Exercise text |
Hive Blockchain Technologies Ltd. (TSXV:HIVE) made its trading debut on September 18th through a reverse takeover of a shell listed on the TSX Venture Exchange. HIVE's business plan is setting up data centers and infrastructure to mine Ethereum, partnering with Genesis Mining. As in other words, it's not exactly rocket science or the cure for cancer. On the day of its debut, the stock closed at $0.97. A month and a half later and HIVE has risen to $4.48, over a billion dollars in market cap. In less than two months, HIVE has raised the following (all figures in $CAD):
Perhaps to investors in the United States, a company that has managed to grow to a billion dollar market cap from a shell and raise $76.5 million in less than two months isn't that impressive. But you have to understand us Canadians. When we go in on something, we go ALL IN:
  • The mining craze of the early to mid 2000's.
  • Peak oil shortly after that.
  • Weed stocks since 2014.
Our markets are known for heavy sector focus and the free flow of investment fund cash into those sectors. Blockchain and cryptocurrency looks like the next one as a whole host of bandwagon jumpers are getting in on the action and raising funds. I believe that this is just the tip of the iceberg:
  • Global Blockchain Technologies Corp. (TSXV:BLOC), an investment company intent on getting into the blockchain and digital currency space, has risen from $1.54 to $2.34 in less than a month after its change in focus to blockchain without having done much of anything so far.
  • LeoNovus Inc (TSXV:LTV) has risen from $0.10 to $0.55 since HIVE debuted, having announced a preliminary agreement with a Big 6 Canadian bank for blockchain hardened data storage and security software.

Task prompt |
In the text on Hive Blockchain Technologies, at what price did the stock close on the day of its debut?

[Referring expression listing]
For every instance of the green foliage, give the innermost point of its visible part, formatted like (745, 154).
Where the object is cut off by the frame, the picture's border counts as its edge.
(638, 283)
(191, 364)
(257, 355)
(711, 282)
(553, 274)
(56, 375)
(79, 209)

Answer to this exercise |
It closed at $0.97.